[[ LISTED RECORDS, beginning ]]

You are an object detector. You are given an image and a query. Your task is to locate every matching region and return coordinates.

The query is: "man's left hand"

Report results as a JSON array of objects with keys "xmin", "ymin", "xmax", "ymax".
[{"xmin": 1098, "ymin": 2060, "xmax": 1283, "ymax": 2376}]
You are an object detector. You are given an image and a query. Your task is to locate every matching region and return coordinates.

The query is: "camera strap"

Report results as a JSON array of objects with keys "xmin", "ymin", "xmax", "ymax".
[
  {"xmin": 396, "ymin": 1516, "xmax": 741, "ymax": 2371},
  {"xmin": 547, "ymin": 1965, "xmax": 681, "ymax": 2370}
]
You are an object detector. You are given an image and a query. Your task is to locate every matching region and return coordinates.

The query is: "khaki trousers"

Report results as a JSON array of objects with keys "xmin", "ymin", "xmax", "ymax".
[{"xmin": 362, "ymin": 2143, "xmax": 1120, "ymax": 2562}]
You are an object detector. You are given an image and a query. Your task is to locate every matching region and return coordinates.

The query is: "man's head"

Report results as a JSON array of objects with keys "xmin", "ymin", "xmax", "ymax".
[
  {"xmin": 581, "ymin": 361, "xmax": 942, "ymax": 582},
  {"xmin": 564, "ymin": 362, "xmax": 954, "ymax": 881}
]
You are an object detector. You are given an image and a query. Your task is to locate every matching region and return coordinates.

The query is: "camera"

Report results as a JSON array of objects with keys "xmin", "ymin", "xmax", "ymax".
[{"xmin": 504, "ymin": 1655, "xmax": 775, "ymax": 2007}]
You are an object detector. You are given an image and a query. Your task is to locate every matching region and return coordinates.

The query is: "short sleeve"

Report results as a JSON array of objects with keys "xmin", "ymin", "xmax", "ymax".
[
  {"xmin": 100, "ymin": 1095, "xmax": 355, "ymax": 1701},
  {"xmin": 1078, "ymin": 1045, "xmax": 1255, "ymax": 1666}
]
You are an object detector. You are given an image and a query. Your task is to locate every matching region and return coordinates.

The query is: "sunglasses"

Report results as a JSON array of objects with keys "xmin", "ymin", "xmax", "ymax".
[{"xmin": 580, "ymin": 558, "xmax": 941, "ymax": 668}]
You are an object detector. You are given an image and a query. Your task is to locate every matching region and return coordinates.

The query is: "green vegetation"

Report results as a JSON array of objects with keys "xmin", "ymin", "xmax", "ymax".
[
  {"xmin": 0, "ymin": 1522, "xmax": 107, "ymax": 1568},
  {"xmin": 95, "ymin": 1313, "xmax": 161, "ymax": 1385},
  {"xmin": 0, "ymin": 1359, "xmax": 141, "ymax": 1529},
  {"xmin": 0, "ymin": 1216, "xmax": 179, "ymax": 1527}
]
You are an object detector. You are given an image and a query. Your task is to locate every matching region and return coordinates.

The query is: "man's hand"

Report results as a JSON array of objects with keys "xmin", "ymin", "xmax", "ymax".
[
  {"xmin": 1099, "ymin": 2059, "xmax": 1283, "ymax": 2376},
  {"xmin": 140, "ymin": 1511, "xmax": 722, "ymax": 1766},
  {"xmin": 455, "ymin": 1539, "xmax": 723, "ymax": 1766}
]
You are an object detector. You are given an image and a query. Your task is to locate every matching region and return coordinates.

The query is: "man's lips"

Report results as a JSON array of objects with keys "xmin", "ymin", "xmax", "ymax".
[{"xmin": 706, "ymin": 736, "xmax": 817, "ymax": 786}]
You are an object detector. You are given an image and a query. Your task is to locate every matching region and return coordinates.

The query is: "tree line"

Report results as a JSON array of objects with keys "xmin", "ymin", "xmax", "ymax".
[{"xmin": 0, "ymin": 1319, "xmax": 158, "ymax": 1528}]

[[ LISTED RECORDS, end ]]

**YOUR TASK**
Please count how many lines in the preceding records hold the word "camera", then give only that number.

**SOLUTION TO THIS PROBLEM**
2